* _EXERCISE BRIEF_
Check each line below for the word "twig" and give the number of lines that have it, nothing more.

* _SOURCE MATERIAL_

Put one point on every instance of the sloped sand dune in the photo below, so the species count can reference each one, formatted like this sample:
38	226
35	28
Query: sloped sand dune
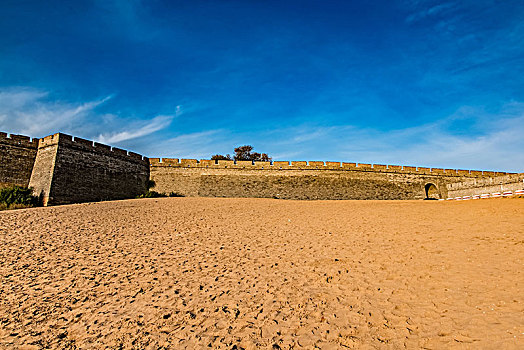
260	273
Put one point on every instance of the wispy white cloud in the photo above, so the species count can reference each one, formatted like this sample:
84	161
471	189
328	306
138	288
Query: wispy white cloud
32	112
141	128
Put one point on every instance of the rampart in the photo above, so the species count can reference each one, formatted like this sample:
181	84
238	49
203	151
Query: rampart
62	169
479	186
17	156
71	170
304	180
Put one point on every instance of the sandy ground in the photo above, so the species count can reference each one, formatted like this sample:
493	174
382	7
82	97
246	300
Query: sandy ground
262	273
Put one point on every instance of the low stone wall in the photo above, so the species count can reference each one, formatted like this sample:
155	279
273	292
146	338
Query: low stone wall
290	183
472	187
17	156
75	170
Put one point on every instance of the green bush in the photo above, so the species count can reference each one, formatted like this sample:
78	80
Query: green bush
175	194
16	197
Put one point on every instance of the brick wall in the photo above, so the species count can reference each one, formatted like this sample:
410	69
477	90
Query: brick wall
478	186
75	170
17	156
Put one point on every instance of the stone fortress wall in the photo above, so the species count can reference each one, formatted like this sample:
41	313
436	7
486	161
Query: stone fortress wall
17	156
305	180
62	169
72	170
488	185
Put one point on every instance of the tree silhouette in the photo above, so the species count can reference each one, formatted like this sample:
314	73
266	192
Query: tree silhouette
244	153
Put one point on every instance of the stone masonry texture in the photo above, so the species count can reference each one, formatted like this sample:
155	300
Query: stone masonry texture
62	169
71	170
17	156
313	181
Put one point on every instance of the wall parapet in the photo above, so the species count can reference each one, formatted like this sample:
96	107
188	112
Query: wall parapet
318	165
18	140
96	147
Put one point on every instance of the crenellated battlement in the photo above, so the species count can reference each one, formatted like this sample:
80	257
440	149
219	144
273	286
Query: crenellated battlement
66	169
318	165
18	140
77	142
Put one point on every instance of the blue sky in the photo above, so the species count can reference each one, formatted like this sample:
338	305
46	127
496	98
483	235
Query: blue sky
415	82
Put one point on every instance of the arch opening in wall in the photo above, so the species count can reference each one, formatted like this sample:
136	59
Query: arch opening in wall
431	191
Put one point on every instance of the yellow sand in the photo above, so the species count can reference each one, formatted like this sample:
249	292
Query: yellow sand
261	273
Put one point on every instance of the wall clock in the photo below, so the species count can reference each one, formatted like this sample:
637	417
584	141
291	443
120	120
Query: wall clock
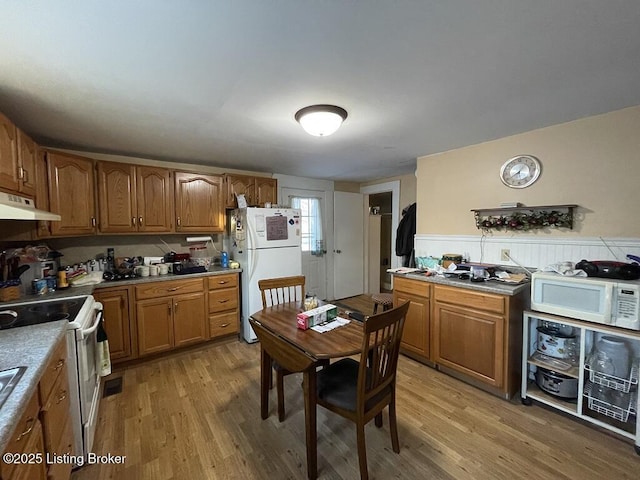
520	171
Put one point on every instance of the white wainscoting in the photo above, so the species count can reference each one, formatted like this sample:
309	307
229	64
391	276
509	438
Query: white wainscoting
529	251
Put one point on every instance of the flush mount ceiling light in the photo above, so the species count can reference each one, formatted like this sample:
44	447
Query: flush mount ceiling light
321	120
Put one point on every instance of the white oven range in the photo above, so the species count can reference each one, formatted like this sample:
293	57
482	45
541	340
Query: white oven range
84	315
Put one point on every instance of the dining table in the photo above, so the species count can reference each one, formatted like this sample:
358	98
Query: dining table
300	350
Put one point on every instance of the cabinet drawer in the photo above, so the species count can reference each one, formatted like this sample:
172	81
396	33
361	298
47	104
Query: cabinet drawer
56	365
221	300
55	414
223	324
171	287
415	287
27	427
470	299
223	281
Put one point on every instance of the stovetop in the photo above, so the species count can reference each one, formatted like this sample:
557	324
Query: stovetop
20	315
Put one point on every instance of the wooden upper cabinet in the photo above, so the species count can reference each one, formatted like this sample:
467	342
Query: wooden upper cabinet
27	158
42	194
134	198
155	199
266	190
18	154
117	197
199	202
71	194
257	190
8	155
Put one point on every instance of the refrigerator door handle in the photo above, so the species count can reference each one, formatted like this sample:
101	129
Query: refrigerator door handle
252	242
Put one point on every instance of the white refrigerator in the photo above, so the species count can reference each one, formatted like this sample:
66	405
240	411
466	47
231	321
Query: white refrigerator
266	243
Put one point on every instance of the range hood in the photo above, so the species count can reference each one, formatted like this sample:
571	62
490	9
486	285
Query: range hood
15	207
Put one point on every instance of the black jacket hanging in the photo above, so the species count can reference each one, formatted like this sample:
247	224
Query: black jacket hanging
406	231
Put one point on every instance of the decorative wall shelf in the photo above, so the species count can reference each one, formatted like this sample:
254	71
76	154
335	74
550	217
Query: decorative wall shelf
524	218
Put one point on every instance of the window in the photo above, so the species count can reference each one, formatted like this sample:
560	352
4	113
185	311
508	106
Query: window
311	221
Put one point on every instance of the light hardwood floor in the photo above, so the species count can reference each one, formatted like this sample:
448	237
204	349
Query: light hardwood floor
196	415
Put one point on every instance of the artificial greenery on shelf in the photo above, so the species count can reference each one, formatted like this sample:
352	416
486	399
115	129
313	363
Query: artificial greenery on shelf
527	221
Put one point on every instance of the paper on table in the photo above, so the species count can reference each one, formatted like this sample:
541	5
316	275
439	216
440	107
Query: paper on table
325	327
402	270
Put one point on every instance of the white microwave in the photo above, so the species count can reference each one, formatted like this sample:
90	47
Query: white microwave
599	300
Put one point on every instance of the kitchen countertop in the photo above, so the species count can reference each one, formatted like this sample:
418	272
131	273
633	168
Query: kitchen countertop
31	346
89	289
490	286
28	347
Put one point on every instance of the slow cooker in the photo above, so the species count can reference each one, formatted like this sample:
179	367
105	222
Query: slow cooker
557	384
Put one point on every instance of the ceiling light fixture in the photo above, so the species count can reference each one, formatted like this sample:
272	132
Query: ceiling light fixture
321	120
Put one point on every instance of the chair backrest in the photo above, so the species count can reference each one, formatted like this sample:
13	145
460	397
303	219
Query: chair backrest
280	290
379	356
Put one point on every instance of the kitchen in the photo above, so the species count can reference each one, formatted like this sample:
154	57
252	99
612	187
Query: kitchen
586	151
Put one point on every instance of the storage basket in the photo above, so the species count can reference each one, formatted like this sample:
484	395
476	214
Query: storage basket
9	293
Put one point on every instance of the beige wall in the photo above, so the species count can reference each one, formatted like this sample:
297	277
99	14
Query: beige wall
408	187
592	162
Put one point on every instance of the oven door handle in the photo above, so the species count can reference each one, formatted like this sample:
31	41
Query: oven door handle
85	333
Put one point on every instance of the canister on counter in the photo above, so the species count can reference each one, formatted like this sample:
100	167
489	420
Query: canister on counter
39	286
52	283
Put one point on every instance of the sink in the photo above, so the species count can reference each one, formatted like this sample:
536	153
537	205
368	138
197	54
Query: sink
8	380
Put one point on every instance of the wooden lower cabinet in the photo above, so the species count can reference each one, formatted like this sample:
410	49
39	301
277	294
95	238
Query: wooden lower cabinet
416	333
117	322
474	334
224	300
479	335
167	321
55	412
470	342
189	321
26	439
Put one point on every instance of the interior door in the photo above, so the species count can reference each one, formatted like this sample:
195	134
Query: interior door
348	218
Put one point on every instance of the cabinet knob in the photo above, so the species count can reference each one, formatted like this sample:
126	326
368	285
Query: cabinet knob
30	422
61	396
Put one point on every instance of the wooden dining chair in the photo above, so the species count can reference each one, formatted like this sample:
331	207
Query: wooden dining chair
275	291
360	390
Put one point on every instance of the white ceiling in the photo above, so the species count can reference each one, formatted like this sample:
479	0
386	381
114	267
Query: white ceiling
218	82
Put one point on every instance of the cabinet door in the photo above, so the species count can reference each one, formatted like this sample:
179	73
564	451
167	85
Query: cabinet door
42	194
35	470
27	156
415	336
71	194
266	191
8	155
154	318
199	206
117	197
117	323
189	319
155	199
470	342
55	414
239	185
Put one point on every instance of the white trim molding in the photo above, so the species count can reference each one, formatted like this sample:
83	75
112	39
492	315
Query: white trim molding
528	251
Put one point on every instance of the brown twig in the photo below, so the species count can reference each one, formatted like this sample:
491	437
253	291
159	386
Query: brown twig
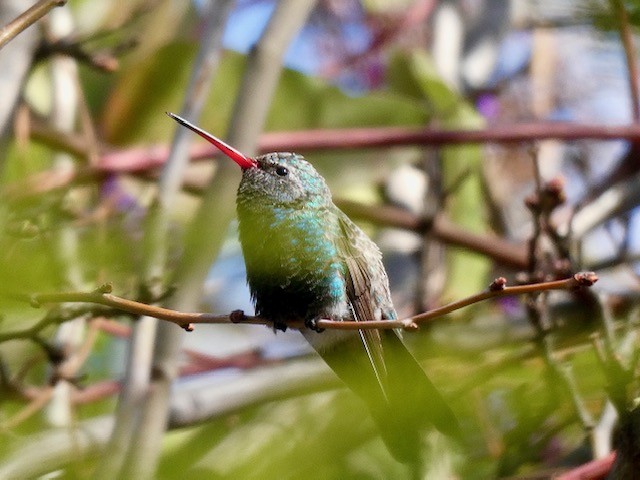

* _ANSWER SECTION_
2